WHAT THE TASK REQUIRES: The answer must be an exact copy of the lines from the one containing "If you could point at the forested" through the last line of the records, with no pictures.

SUPPLIED MATERIAL:
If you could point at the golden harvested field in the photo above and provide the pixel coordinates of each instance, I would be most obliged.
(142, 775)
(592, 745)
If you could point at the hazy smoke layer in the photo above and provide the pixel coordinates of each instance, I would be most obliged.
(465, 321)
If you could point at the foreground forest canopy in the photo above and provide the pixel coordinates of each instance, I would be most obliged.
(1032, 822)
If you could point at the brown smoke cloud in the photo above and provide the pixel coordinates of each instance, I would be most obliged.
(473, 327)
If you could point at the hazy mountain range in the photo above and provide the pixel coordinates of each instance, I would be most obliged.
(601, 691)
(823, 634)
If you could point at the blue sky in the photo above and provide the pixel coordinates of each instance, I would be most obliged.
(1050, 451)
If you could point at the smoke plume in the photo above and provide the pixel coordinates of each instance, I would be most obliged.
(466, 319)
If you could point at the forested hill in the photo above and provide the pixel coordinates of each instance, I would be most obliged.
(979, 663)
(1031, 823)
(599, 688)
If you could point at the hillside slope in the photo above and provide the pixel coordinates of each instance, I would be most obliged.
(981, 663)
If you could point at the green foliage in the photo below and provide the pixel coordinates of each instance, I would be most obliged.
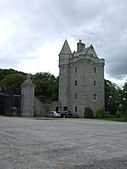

ANSWER TO THIS PROBLEM:
If you could point at the forested hill in the photo above and provide the pixel coordinates of each instance, I would be most obliged.
(979, 663)
(1031, 823)
(599, 688)
If you could point at the hillside slope in the photo above and provide the pixel coordinates of each instance, I would be most obliged.
(981, 663)
If you could point at the green foliage in the photo below and provide the pixel coordinates of each instance, I would be most obliged.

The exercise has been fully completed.